#### What to do:
[A] In the sermon excerpt on scripture below, which Bible passage is cited for Paul's advice to Timothy?
[B] Write the next few sentences of the sermon excerpt on scripture below, picking up right after its final sentence.

#### Supplied text:
+--
Muslims believe that the Koran was dictated to Muhammed in a series of
visions and revelations beginning in the year 609 and concluding in the year
632. Some scriptures are recent – the Mormons
claim that their Book of Mormon was
written by people living in the Americas between 2200 B.C. and 421 A.D. and
that a copy of it was written on gold plates in Egyptian and buried near the
Finger Lakes in New York where it was dug up in 1827 by Joseph Smith, to whom
an angel appeared and gave magic eyeglasses that enabled him to translate it
into English before taking both the plates and the glasses away into
heaven.
These
are not new problems for Christians to address.
From the beginning, we have spoken to people who have said, “I don’t get
all of this,” or, “This was written by and for people who are long dead and has
nothing to do with us,” or, “These writings may have a lot of good in them, but
so does Homer or Plato; what makes them so special?”
Paul
told Timothy to pay attention to the Bible for the value of its moral
instruction.
“All scripture is inspired by God and is useful for teaching, for reproof, for
correction, and for training in righteousness, so that everyone who belongs to God
may be proficient, equipped for every good work.” [II Timothy 3:16-17]
Let’s be honest, even though it is could be taken for
cultural arrogance. Different scriptures
authorize different codes of behavior.
Yes, it is true that you can find a version of the Golden Rule in
religious traditions worldwide. There is
a lot of good in the Buddha’s emphasis on compassion and in Muhammed’s
insistence on giving to charity.
However, Buddhism’s belief in reincarnation does mean that there are
times that Buddhist monks will protest political injustice by setting
themselves on fire, while Judaism and Christianity hold that the end of life is
properly in God’s hand alone. It is
wrong to kill yourself to make a point.
Again, the Koran insists on a strict separation between God and
creation, including humanity.
“Say, ‘He
is God, One:
God, the
Eternal,
not begetting
and not begotten,
and there
is no one like the One.’” [Sura 112]
That sets up a very different relationship with humankind
from what we meet in the Gospel of John:
“In the beginning was the Word, and the Word was with
God, and the Word was God. …And the Word
became flesh and lived among us, and we have seen his glory, the glory as of a
father’s only son, full of grace and truth.”
[John 1:1, 14]
That, in
turn, brings me to what, for a Christian, has to be the whole point of the
scriptures. It isn’t only that they
provide moral instruction (which they do).
+--
#### Dataset content:

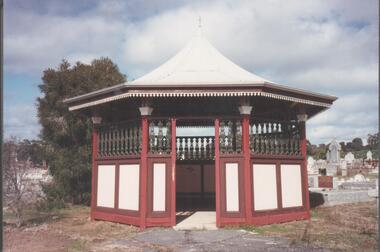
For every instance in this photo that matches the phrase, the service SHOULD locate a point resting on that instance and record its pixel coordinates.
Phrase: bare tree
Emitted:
+--
#### Exercise answers:
[A] II Timothy 3:16-17

[B]
It isn’t only that they provide us with a language of prayer (which they
do). It isn’t just that they provide a
philosophical framework for looking at “life, the universe, and everything”. All kinds of writing addresses questions like
why there is suffering and what happens when we die and how we should
live.
What matters about the Christian scriptures, in fact, is
that they talk about these things not in terms of ourselves, but of God. The people in the Bible come and go, along
with human nations and cultures that seemed, at the time, so permanent and
timeless. What is steady and constant
throughout is God.
And yet through
the Bible we learn that ours is a God who does not stay way out there,
compassionate but distant. Our God comes
to earth and is born as a crying baby, has differences with parents as a
teenager, goes to work in the family business, experiences grief and loss, makes
friends who turn on or abandoned him in his hour of need, gets arrested, is
convicted and sent to a gruesome death, in the course of which he undergoes his
own deep torment of soul as well as body.
Only we have that understanding of God, and it comes to us through the
witness of those who have gone before and found in it the strength to live and
the assurance of their eternal worth in God’s eyes, a strength and assurance
that they saw fit to share with others and on and on until it reaches us. Some of that witness they even wrote down.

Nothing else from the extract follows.